Ключевые слова: Мандельштам, Бартель, переводы, компаративистика
Для цитирования: Бассель А.В. Революционный сюжет в сборнике переводов Мандельштама «Завоюем мир!» // Вестник РГГУ. Серия «Литературоведение. Языкознание. Культурология». 2019. № 6. С. 161-177. БОТ: 10.28995/2686-7249-2019-6-161-177
© Бассель А.В., 2019 ISSN 2686-7249 • Серия «Литературоведение. Языкознание. Культурология». 2019. № 6, ч. 2
Revolutionary story in the collection of translations Mandelstam "Let's conquer the world!"
Alexandra V. Bassel Moscow gymnasium No. 1543, Moscow, Russia, [email protected]
Abstract. The article is devoted to the consideration of the artistic principles of Mandelstam as a translator and their reflection in the revolutionary thematic line in the collection of the poems translations of the German proletarian poet Bartel "Let's conquer the world!" In the 1920s, Mandelstam reflected on the issues of translation in theoretical articles and noted that the translator should act as an interpreter of the text, adapting it to his culture. Independently com-posig the book "Let's conquer the world!" from different poems by Bartel, the Russian poet pays special attention to the thematic line of the rise and failure in revolutionary movement. Compositionally, the line is formed as the story of an attempt of the uprising. Conditionally it can be divided into two reflecting parts mirroring each other. They begin with an anticipation of the revolution and need for change, followed by calls for rebellion, and finally there are doubts that change is possible, and the groovy daily life of workers comes to the fore. A special place within the revolutionary line is occupied by biblical imagery, which Mandelstam multiplies and adapts to Russian culture in translation.
Keywords: Mandelstam, Bartel, translations, comparative studies
For citation: Bassel, A.V. (2019), "Revolutionary story in the collection of translations Mandelstam 'Let's conquer the world!' ", RSUH/RGGU Bulletin. "Literary Theory. Cultural Studies" Series, no. 6, pp. 161-177. DOI: 10.28995/2686-7249-2019-6-161-177
Среди переводов О.Э. Мандельштама особое место занимает сборник «Завоюем мир!»1: это единственная поэтическая книга, полностью им составленная и переведенная. Составлена она из стихотворений, входящих в семь разных поэтических сборников немецкого пролетарского популярного в Советской России поэта, современника Мандельштама, Макса Бартеля. Отбором текстов и их компоновкой русский поэт занимался самостоятельно, что следует из договора Мандельштама с Ленгизом2. Это дает нам право видеть воплощение творческого замысла уже в самой структуре сборника.
1 Бартель М. Завоюем мир! Л.: Госиздат, 1925.
2 ЦГАЛИ СПб. Ф. 35. Оп. 1. № 51. Л. 19-19 об.

• • • •

Короткое задание 1. Укажите, сколько строк в записях содержат слово «blue». В ответе должно быть только число.

(Выдержки из набора данных по указанию объектов)
• • • •

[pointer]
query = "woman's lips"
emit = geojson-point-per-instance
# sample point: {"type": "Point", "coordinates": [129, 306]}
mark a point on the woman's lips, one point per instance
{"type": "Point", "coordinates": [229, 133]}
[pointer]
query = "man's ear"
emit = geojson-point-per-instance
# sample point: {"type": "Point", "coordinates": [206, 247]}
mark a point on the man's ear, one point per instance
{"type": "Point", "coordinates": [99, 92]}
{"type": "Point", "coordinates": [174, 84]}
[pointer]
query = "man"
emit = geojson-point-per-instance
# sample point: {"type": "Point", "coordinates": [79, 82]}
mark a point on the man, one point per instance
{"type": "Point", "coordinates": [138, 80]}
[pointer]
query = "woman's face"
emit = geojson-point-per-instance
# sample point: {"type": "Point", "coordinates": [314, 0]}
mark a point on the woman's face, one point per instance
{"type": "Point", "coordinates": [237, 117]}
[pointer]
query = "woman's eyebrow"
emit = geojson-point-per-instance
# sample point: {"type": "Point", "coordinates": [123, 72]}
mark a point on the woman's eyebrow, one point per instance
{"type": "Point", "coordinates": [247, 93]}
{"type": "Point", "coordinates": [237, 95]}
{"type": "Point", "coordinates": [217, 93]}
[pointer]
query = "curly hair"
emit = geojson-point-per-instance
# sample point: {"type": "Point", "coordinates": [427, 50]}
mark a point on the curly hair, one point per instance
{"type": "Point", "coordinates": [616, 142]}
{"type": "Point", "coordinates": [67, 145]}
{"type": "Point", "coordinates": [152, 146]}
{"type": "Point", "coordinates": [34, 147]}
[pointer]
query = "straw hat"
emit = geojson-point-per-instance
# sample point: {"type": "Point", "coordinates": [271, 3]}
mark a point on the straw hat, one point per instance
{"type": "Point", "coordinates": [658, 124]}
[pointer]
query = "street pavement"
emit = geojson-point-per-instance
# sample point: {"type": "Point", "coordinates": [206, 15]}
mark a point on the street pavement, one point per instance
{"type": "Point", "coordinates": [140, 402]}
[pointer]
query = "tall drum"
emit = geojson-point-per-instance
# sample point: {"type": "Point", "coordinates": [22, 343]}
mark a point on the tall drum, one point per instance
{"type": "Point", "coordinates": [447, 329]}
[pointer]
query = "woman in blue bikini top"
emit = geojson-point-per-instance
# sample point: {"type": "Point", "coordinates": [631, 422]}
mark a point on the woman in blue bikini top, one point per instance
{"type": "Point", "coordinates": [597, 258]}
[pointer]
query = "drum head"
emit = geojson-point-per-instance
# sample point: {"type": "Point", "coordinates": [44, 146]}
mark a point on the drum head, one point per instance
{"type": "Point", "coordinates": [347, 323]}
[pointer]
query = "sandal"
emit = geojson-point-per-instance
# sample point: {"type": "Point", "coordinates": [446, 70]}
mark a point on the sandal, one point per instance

• • • •

Короткое задание 2. Допишите продолжение текста о сборнике переводов Мандельштама «Завоюем мир!», начиная сразу после последней приведенной строки.

Результат задания 1. 2

Результат задания 2.
Выбор Мандельштамом в середине 20-х гг. XX в. революционной поэзии в качестве материала для перевода вполне очевиден и объясним. Особенно это касается поэзии немецкой, так как, с одной стороны, она была в то время довольно популярна, а с другой - Мандельштам с детства достаточно свободно владел немецким языком, что избавляло его от необходимости обращаться к подстрочнику.
В отношении Мандельштама к переводу кроется двойственность, проявляющаяся в очевидной разнице между его теоретическими размышлениями о переводе и воплощением этих принципов на практике.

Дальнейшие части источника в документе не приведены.